> [EXERCISE GOAL] If a line below contains "blonde", count it; then state how many such lines there are, and nothing else.

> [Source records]
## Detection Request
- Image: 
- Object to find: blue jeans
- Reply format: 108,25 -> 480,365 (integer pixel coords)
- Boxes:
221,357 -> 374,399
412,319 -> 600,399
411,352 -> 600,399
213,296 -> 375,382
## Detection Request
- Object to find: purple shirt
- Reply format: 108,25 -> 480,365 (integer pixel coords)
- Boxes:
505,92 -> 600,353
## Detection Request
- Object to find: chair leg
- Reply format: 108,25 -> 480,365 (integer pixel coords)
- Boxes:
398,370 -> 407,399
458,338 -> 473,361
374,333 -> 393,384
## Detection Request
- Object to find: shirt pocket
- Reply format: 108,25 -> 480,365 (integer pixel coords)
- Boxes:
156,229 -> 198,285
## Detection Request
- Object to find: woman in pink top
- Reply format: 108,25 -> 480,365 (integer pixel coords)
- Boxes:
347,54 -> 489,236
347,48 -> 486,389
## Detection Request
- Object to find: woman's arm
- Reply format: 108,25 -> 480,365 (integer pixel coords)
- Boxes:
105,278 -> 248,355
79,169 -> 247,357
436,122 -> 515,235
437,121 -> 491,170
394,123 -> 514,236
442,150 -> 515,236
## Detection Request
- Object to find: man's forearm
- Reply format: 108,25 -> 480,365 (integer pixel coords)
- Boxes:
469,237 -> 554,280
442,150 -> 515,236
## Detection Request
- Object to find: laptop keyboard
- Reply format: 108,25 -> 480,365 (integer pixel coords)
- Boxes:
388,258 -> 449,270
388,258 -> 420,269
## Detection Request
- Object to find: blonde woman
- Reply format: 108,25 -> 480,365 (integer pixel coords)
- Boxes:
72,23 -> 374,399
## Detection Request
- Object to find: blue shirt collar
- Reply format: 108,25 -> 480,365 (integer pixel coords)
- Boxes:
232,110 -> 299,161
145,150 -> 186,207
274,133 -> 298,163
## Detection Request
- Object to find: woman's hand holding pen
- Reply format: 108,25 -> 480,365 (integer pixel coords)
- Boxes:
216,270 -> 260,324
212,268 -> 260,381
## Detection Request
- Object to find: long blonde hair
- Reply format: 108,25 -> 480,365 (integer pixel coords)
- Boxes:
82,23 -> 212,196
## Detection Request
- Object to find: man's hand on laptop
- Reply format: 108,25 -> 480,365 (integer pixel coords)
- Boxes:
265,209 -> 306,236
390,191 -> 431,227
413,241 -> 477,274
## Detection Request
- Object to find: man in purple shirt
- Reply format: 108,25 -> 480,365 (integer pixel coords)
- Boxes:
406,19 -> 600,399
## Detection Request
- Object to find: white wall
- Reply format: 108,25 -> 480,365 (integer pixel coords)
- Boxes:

> [TASK ANSWER] 2